In base al brano su Yahya, risponda alle seguenti domande:
(a) In quale poesia si trova il racconto a tinte fosche del sistema scolastico danese?
(b) Con quale nome viene chiamato l'isolamento nella cella durante le prime due settimane?
(c) Che cosa costituisce, secondo il brano, la prova che Yahya è intriso di medioriente?

# Testo estratto
==*==
Restando nel campo dei suoi “oppositori trasversali”, Yahya pone
l’accento su questioni che riguardano prettamente il tema dell’integrazione nei
Paesi europei. Dopo aver ben descritto le ipocrisie del mondo a cui aveva
appartenuto per origine e condizioni parla, con la dura nitidezza che lo contraddistingue, del
sistema scolastico danese che lo ha espulso alla stregua di guardiani camuffati da educatori: TELECAMERE AL
CANCELLO // GLI EDUCATORI MI CONFISCANO I VESTITI // E MI DANNO UN COMPLETO
NERO // LE PRIME DUE SETTIMANE RESTO ISOLATO NELLA MIA CELLA // LO CHIAMANO
ADATTAMENTO. Dunque, lo scrittore è vittima delle violenze del padre e della
sua cultura dispotica ma anche della moderna società danese che, quasi
contraddicendo i propri valori sui diritti, lo discrimina come soggetto
difficile e lo esclude: il racconto a tinte fosche lo si trova nella
poesia Dittatura educativa. Il tentativo di Yahya è quello di
cambiare, mutare il sociale con il suo punto di vista facendo della letteratura
la sua barricata. Lo stratagemma della mancanza di segni di interpunzione e
l’apparente mancanza di connessioni sintattiche fra le frasi fanno di lui un
poeta originale, ma non il preconizzatore di una nuova poesia. Tuttavia,
accostarlo a un rapper è fuorviante e lui stesso dice di essersi sbarazzato, ad
un certo punto, di questa modalità espressiva: Yahya è molto più intriso di
medioriente di quello che sembra e le sue fulminee metafore e ossimori ne sono
la prova provata.
==*==
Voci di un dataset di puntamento

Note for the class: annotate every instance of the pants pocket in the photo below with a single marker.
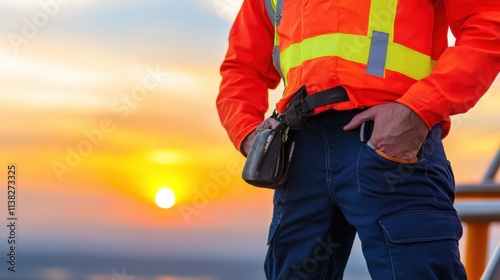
(378, 176)
(424, 245)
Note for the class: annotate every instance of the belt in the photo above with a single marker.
(301, 106)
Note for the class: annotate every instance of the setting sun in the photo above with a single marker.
(165, 198)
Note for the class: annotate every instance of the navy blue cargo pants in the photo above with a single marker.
(403, 212)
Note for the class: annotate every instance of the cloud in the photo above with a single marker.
(225, 9)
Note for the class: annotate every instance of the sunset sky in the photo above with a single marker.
(106, 102)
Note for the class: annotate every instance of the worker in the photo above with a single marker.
(371, 162)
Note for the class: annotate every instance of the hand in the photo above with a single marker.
(247, 143)
(398, 131)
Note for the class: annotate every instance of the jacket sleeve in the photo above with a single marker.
(463, 73)
(247, 72)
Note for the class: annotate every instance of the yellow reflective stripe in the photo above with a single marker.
(355, 48)
(408, 62)
(382, 17)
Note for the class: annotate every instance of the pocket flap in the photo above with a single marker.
(422, 226)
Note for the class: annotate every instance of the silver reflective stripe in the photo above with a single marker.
(378, 54)
(270, 12)
(279, 10)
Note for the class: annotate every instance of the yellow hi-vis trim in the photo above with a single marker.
(355, 48)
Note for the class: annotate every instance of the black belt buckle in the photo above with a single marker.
(297, 112)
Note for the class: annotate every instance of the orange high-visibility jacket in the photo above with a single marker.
(380, 51)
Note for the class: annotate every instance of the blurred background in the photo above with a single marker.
(104, 104)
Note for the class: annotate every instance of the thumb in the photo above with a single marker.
(357, 120)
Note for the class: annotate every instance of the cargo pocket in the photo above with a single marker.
(278, 199)
(424, 245)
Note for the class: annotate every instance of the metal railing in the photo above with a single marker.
(478, 215)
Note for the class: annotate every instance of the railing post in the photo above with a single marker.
(476, 249)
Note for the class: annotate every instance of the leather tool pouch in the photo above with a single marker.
(269, 157)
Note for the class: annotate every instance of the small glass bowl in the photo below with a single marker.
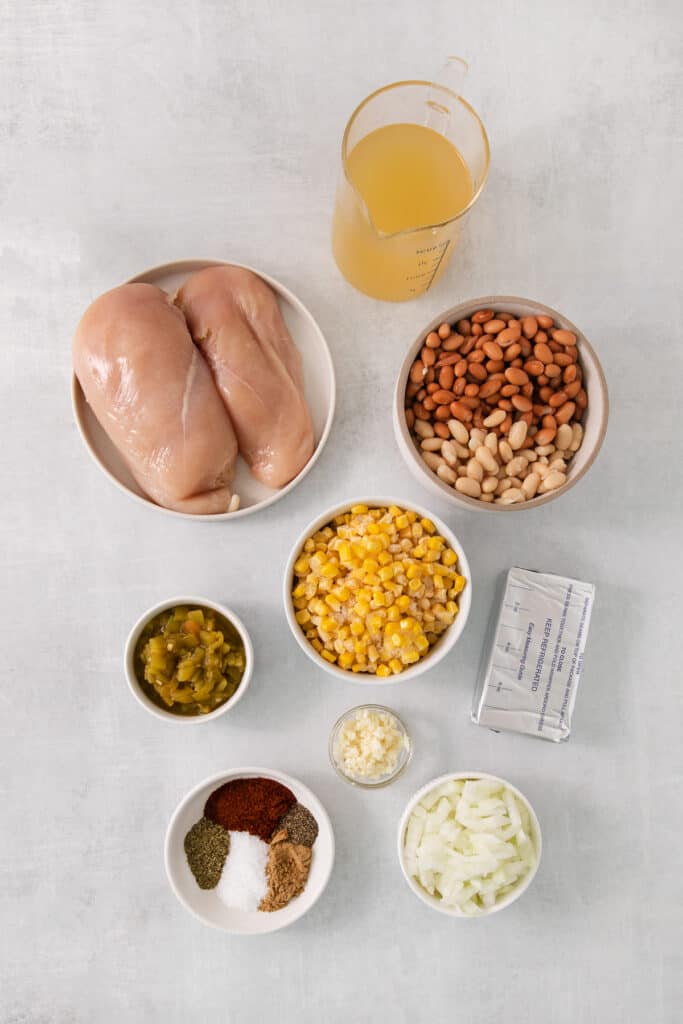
(376, 781)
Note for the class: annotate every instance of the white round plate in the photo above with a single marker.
(318, 382)
(205, 904)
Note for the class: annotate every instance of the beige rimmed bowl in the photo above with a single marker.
(131, 675)
(319, 389)
(594, 423)
(444, 643)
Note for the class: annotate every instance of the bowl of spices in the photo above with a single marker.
(188, 659)
(249, 851)
(370, 747)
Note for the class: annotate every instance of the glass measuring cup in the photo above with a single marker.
(395, 265)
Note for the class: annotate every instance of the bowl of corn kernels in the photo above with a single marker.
(377, 590)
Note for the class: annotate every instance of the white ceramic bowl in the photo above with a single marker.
(432, 901)
(205, 904)
(318, 382)
(129, 660)
(594, 423)
(447, 639)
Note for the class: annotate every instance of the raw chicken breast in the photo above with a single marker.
(154, 395)
(235, 318)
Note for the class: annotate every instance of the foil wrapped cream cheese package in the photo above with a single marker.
(531, 666)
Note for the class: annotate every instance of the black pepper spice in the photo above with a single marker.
(300, 824)
(207, 846)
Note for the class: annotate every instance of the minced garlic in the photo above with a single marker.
(370, 743)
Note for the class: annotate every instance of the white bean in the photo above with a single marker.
(511, 496)
(468, 486)
(505, 451)
(495, 418)
(423, 428)
(431, 443)
(432, 460)
(459, 431)
(491, 440)
(577, 436)
(552, 480)
(483, 456)
(517, 434)
(530, 485)
(446, 474)
(516, 465)
(476, 437)
(475, 470)
(563, 436)
(450, 453)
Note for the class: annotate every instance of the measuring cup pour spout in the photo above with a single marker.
(450, 79)
(415, 159)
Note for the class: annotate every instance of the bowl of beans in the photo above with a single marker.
(377, 591)
(501, 402)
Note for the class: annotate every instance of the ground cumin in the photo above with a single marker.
(287, 871)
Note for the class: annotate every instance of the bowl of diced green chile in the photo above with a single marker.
(188, 659)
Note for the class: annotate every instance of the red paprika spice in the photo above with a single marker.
(253, 805)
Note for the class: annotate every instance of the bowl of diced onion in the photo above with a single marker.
(469, 844)
(363, 621)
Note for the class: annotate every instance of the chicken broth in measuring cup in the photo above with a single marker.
(415, 157)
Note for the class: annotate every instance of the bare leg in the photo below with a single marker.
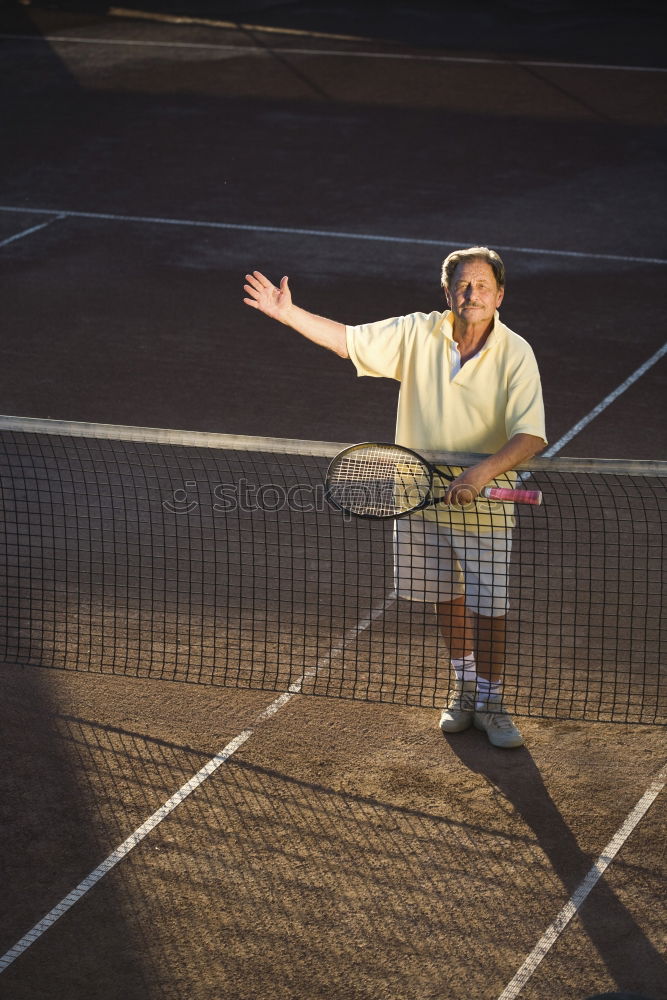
==*==
# Risposta completa
(a) Nella poesia "Dittatura educativa".
(b) Viene chiamato "adattamento".
(c) Le sue fulminee metafore e i suoi ossimori.